ABOUT THIS EXERCISE:
Your output should be the lines from the one containing "Point out white" through the last line below, both ends included, exactly as written and free of pictures.

SUPPLIED RECORDS:
:::::

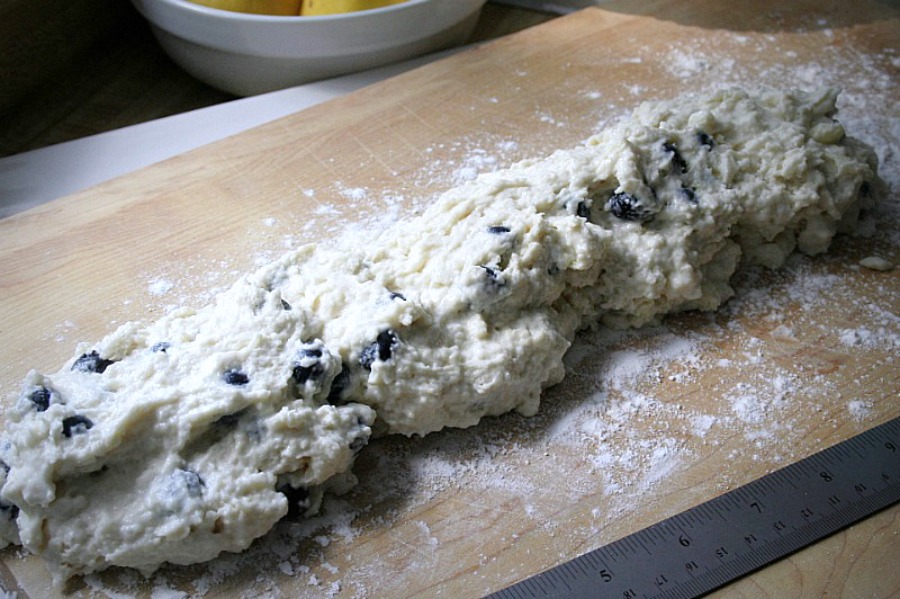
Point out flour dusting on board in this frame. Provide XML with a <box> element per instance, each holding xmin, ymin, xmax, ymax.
<box><xmin>18</xmin><ymin>20</ymin><xmax>898</xmax><ymax>599</ymax></box>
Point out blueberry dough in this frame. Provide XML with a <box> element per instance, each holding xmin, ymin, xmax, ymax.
<box><xmin>0</xmin><ymin>88</ymin><xmax>881</xmax><ymax>582</ymax></box>
<box><xmin>1</xmin><ymin>281</ymin><xmax>375</xmax><ymax>582</ymax></box>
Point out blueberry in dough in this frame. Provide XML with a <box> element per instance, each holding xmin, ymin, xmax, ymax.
<box><xmin>292</xmin><ymin>346</ymin><xmax>325</xmax><ymax>384</ymax></box>
<box><xmin>389</xmin><ymin>291</ymin><xmax>406</xmax><ymax>301</ymax></box>
<box><xmin>576</xmin><ymin>201</ymin><xmax>590</xmax><ymax>219</ymax></box>
<box><xmin>487</xmin><ymin>225</ymin><xmax>511</xmax><ymax>234</ymax></box>
<box><xmin>859</xmin><ymin>180</ymin><xmax>876</xmax><ymax>199</ymax></box>
<box><xmin>326</xmin><ymin>367</ymin><xmax>351</xmax><ymax>404</ymax></box>
<box><xmin>0</xmin><ymin>499</ymin><xmax>18</xmax><ymax>520</ymax></box>
<box><xmin>663</xmin><ymin>142</ymin><xmax>688</xmax><ymax>173</ymax></box>
<box><xmin>71</xmin><ymin>351</ymin><xmax>115</xmax><ymax>374</ymax></box>
<box><xmin>28</xmin><ymin>387</ymin><xmax>51</xmax><ymax>412</ymax></box>
<box><xmin>375</xmin><ymin>330</ymin><xmax>398</xmax><ymax>360</ymax></box>
<box><xmin>680</xmin><ymin>187</ymin><xmax>697</xmax><ymax>203</ymax></box>
<box><xmin>223</xmin><ymin>369</ymin><xmax>249</xmax><ymax>386</ymax></box>
<box><xmin>280</xmin><ymin>299</ymin><xmax>292</xmax><ymax>310</ymax></box>
<box><xmin>300</xmin><ymin>346</ymin><xmax>323</xmax><ymax>359</ymax></box>
<box><xmin>696</xmin><ymin>131</ymin><xmax>715</xmax><ymax>149</ymax></box>
<box><xmin>359</xmin><ymin>330</ymin><xmax>398</xmax><ymax>369</ymax></box>
<box><xmin>62</xmin><ymin>415</ymin><xmax>93</xmax><ymax>438</ymax></box>
<box><xmin>151</xmin><ymin>342</ymin><xmax>170</xmax><ymax>353</ymax></box>
<box><xmin>606</xmin><ymin>192</ymin><xmax>656</xmax><ymax>223</ymax></box>
<box><xmin>175</xmin><ymin>468</ymin><xmax>205</xmax><ymax>498</ymax></box>
<box><xmin>480</xmin><ymin>265</ymin><xmax>505</xmax><ymax>287</ymax></box>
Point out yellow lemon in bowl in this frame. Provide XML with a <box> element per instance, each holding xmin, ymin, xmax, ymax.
<box><xmin>300</xmin><ymin>0</ymin><xmax>408</xmax><ymax>15</ymax></box>
<box><xmin>186</xmin><ymin>0</ymin><xmax>302</xmax><ymax>15</ymax></box>
<box><xmin>185</xmin><ymin>0</ymin><xmax>408</xmax><ymax>15</ymax></box>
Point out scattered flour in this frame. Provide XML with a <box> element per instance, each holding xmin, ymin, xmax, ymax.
<box><xmin>338</xmin><ymin>186</ymin><xmax>368</xmax><ymax>201</ymax></box>
<box><xmin>147</xmin><ymin>278</ymin><xmax>173</xmax><ymax>296</ymax></box>
<box><xmin>847</xmin><ymin>400</ymin><xmax>874</xmax><ymax>421</ymax></box>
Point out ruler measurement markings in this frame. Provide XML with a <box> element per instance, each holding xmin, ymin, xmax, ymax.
<box><xmin>649</xmin><ymin>527</ymin><xmax>666</xmax><ymax>545</ymax></box>
<box><xmin>513</xmin><ymin>576</ymin><xmax>536</xmax><ymax>598</ymax></box>
<box><xmin>848</xmin><ymin>435</ymin><xmax>868</xmax><ymax>456</ymax></box>
<box><xmin>632</xmin><ymin>534</ymin><xmax>649</xmax><ymax>555</ymax></box>
<box><xmin>580</xmin><ymin>548</ymin><xmax>604</xmax><ymax>575</ymax></box>
<box><xmin>489</xmin><ymin>418</ymin><xmax>900</xmax><ymax>599</ymax></box>
<box><xmin>772</xmin><ymin>468</ymin><xmax>795</xmax><ymax>490</ymax></box>
<box><xmin>570</xmin><ymin>555</ymin><xmax>590</xmax><ymax>580</ymax></box>
<box><xmin>692</xmin><ymin>503</ymin><xmax>710</xmax><ymax>523</ymax></box>
<box><xmin>551</xmin><ymin>566</ymin><xmax>573</xmax><ymax>592</ymax></box>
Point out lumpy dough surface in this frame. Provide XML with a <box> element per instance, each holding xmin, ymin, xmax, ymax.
<box><xmin>0</xmin><ymin>88</ymin><xmax>882</xmax><ymax>582</ymax></box>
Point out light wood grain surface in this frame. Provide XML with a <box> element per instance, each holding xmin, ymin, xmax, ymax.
<box><xmin>1</xmin><ymin>1</ymin><xmax>898</xmax><ymax>597</ymax></box>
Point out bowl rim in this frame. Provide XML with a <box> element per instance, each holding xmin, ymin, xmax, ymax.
<box><xmin>132</xmin><ymin>0</ymin><xmax>486</xmax><ymax>57</ymax></box>
<box><xmin>156</xmin><ymin>0</ymin><xmax>433</xmax><ymax>21</ymax></box>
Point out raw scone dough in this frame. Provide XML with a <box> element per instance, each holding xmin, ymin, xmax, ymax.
<box><xmin>0</xmin><ymin>88</ymin><xmax>882</xmax><ymax>582</ymax></box>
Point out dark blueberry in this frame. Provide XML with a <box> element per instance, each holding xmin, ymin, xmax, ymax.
<box><xmin>281</xmin><ymin>299</ymin><xmax>292</xmax><ymax>310</ymax></box>
<box><xmin>359</xmin><ymin>330</ymin><xmax>398</xmax><ymax>370</ymax></box>
<box><xmin>663</xmin><ymin>142</ymin><xmax>688</xmax><ymax>174</ymax></box>
<box><xmin>291</xmin><ymin>364</ymin><xmax>318</xmax><ymax>385</ymax></box>
<box><xmin>0</xmin><ymin>460</ymin><xmax>9</xmax><ymax>474</ymax></box>
<box><xmin>326</xmin><ymin>367</ymin><xmax>351</xmax><ymax>405</ymax></box>
<box><xmin>277</xmin><ymin>484</ymin><xmax>311</xmax><ymax>518</ymax></box>
<box><xmin>29</xmin><ymin>387</ymin><xmax>52</xmax><ymax>412</ymax></box>
<box><xmin>389</xmin><ymin>291</ymin><xmax>407</xmax><ymax>301</ymax></box>
<box><xmin>175</xmin><ymin>468</ymin><xmax>205</xmax><ymax>498</ymax></box>
<box><xmin>606</xmin><ymin>192</ymin><xmax>655</xmax><ymax>223</ymax></box>
<box><xmin>679</xmin><ymin>187</ymin><xmax>697</xmax><ymax>203</ymax></box>
<box><xmin>696</xmin><ymin>131</ymin><xmax>715</xmax><ymax>150</ymax></box>
<box><xmin>71</xmin><ymin>350</ymin><xmax>115</xmax><ymax>374</ymax></box>
<box><xmin>487</xmin><ymin>225</ymin><xmax>511</xmax><ymax>234</ymax></box>
<box><xmin>0</xmin><ymin>499</ymin><xmax>19</xmax><ymax>521</ymax></box>
<box><xmin>576</xmin><ymin>201</ymin><xmax>590</xmax><ymax>219</ymax></box>
<box><xmin>375</xmin><ymin>330</ymin><xmax>397</xmax><ymax>361</ymax></box>
<box><xmin>480</xmin><ymin>265</ymin><xmax>505</xmax><ymax>287</ymax></box>
<box><xmin>223</xmin><ymin>369</ymin><xmax>249</xmax><ymax>386</ymax></box>
<box><xmin>151</xmin><ymin>342</ymin><xmax>170</xmax><ymax>353</ymax></box>
<box><xmin>292</xmin><ymin>346</ymin><xmax>325</xmax><ymax>385</ymax></box>
<box><xmin>62</xmin><ymin>415</ymin><xmax>93</xmax><ymax>438</ymax></box>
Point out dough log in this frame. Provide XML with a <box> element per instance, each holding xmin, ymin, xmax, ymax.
<box><xmin>0</xmin><ymin>88</ymin><xmax>882</xmax><ymax>582</ymax></box>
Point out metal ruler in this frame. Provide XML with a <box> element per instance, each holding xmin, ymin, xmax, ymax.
<box><xmin>489</xmin><ymin>416</ymin><xmax>900</xmax><ymax>599</ymax></box>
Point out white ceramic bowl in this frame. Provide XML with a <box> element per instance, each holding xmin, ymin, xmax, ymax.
<box><xmin>130</xmin><ymin>0</ymin><xmax>486</xmax><ymax>96</ymax></box>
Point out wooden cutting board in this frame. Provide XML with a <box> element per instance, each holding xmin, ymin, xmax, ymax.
<box><xmin>1</xmin><ymin>1</ymin><xmax>898</xmax><ymax>597</ymax></box>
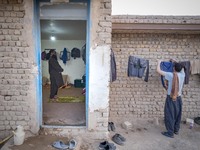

:::::

OUTPUT OF THE EXERCISE:
Point out white ceramic bowl in this frame. Provide XML with a <box> element per instance, each holding xmin, ymin, xmax, ymax.
<box><xmin>130</xmin><ymin>0</ymin><xmax>486</xmax><ymax>96</ymax></box>
Point out wooden cutting board in this frame. Provide XML with a <box> element per instance, each holding xmin, ymin, xmax, ymax.
<box><xmin>1</xmin><ymin>1</ymin><xmax>898</xmax><ymax>597</ymax></box>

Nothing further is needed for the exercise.